What the task asks:
Please reproduce each of the entries below word for word, keeping every line in its original order.

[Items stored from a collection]
-- begin --

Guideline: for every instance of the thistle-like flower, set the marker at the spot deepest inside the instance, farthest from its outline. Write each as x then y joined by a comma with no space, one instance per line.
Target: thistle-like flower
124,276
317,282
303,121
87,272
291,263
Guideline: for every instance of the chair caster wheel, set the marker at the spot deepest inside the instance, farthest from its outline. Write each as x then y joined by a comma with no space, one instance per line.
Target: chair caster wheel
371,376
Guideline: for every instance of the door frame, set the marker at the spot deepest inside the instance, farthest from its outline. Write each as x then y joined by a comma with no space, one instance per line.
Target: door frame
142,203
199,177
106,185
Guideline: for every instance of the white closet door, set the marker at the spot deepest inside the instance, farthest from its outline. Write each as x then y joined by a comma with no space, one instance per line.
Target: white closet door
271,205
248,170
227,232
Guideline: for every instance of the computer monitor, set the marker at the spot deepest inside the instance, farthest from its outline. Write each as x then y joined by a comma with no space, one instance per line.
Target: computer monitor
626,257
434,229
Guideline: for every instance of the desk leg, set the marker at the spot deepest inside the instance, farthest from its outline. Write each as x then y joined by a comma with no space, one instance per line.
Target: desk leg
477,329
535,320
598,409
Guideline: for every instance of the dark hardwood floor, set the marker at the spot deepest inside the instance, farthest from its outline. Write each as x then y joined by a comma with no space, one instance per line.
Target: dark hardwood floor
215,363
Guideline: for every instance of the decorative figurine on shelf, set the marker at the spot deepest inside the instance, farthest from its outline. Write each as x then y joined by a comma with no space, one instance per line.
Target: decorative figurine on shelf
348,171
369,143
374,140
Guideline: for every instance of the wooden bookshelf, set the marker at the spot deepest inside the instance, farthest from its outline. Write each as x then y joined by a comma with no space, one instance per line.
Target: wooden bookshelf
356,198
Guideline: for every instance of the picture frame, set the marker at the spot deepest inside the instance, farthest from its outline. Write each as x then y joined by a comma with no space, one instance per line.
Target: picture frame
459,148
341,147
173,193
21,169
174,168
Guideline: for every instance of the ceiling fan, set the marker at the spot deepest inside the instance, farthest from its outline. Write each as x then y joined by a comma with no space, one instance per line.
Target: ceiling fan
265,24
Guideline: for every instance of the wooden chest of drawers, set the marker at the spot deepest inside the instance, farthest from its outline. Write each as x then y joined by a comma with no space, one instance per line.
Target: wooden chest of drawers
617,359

-- end --

Worked solution:
Guideline: for every instance of the thistle-like flower, set the marker at the spot deepest inside the instance, farthest from its outline. Write each as x then y joined by a comma with no space, one instance per line.
Target: thistle-like flower
124,276
317,282
303,121
87,272
291,263
Guideline: for every instance of the chair caster wheel, set the marker at the spot deepest inside the instance, farthest from its outline. Write each as x then y joined by a comma with no space, one instance per line.
Target: chair caster wheel
371,376
Guideline: for every instance of the door frame, set the marker at the spot deepest inside the instance, farthest from its outline. Write each as x then y joined by a comma with no space, one instance per line.
Target: door frame
142,203
199,177
106,185
Guideline: for every instance of the white closet door, set the marker at the spot deepest inside the instance, farthest from its outline. Write each as x then y joined by a comma with no space, one instance per line.
Target: white closet door
271,205
248,170
227,232
Guideline: for every instance of the computer monitor, set the marker at the spot deepest inside the instance, farthest from its outline. Write each as x then y joined by a comma with no space, one instance per line.
Target: computer monitor
626,257
434,229
Guideline: for every instance of the desk leg, set the marker at the spot deepest inside the instance, farthest from its outline. Write each as x then y joined by a comma with no space, one instance per line.
Target: desk leg
477,329
535,320
598,409
Guideline: for every instance of the dark hardwood floor, set the marker at the spot deepest inside the instance, farthest from its outline. Write each as x then y joined by a comma with no space, one instance per line.
Target: dark hardwood floor
215,363
Guideline: for every instance of the decorative figurine on shelf, set the marker at the spot deepest inside the instance, farthest from its outline. Write each as x then y joined by a comma with no space, one instance per line.
Target: decorative figurine on shelf
348,171
369,143
374,140
Guideline: for every instance of the wooden bookshelf, set the marker at the spot deepest inside the instance, farthest from its outline. Write each as x then y joined by a comma with no space, one instance per line.
Target: wooden bookshelf
356,198
Guideline: for every instance of the picture frame, set the marker at the spot deepest inside the instance, farthest from its outline. Write each as x then y joined by a comma with no space, one instance per line.
Target: picture frame
459,148
341,147
173,193
21,169
174,168
Guideline: for every instance of the ceiling fan, set the marker at the spot deepest inside the instance, farthest from its outline. Write each as x then y joined by a comma with no space, one instance per line.
Target: ceiling fan
265,24
Guideline: for every instance of the wooden chest of drawers, set the marker at the spot deepest inside the instance, farthest from its outline. Write each as x then y joined by a comma with no space, one instance per line.
Target: wooden chest of drawers
617,359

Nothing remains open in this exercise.